- **STATED PROBLEM**
Please report how many lines in the items below contain the string "anchored", giving only the number. Case counts.

- **RECORDS**
+ + + + +
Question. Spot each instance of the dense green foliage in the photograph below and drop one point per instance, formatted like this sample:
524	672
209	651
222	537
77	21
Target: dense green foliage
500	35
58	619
+ + + + +
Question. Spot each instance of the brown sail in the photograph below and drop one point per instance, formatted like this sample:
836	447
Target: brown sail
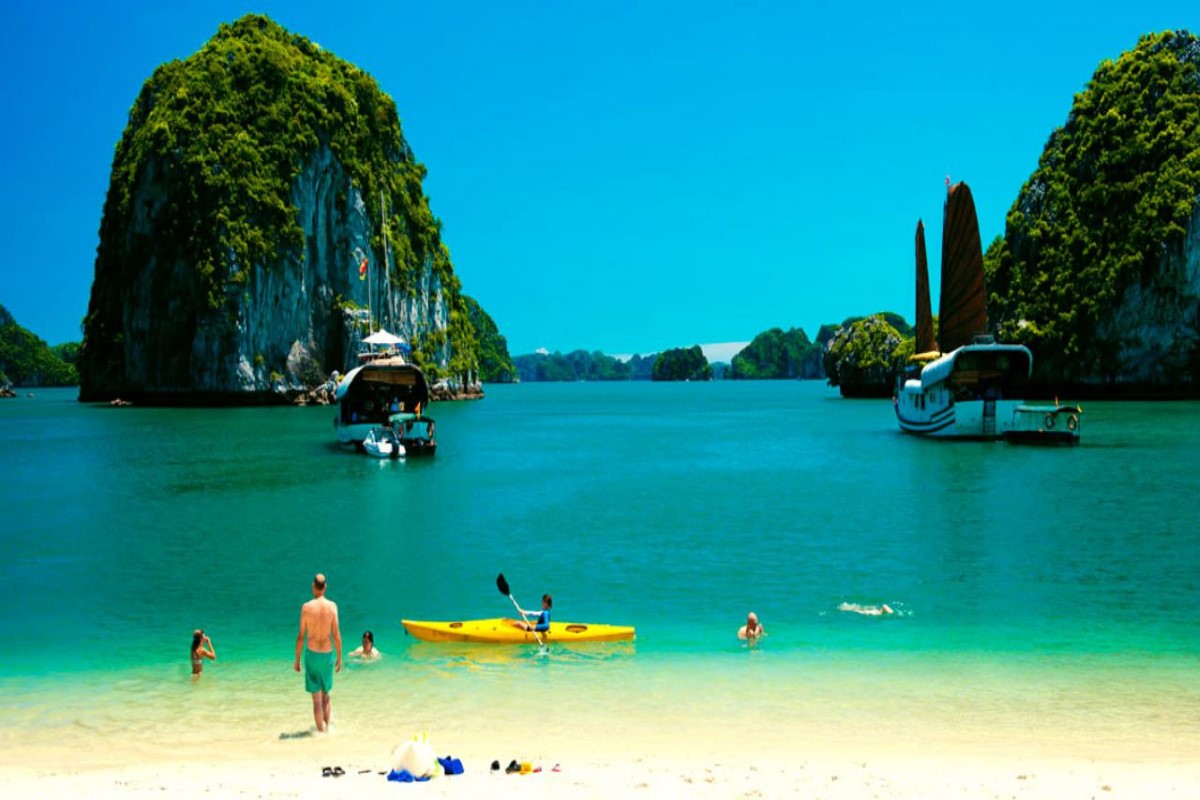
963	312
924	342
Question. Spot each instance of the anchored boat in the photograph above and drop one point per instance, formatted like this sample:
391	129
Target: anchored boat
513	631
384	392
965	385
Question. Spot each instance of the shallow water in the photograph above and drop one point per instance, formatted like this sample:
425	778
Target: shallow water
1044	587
+ + + + +
- **SOLUTION FOR THIS PROBLEM**
2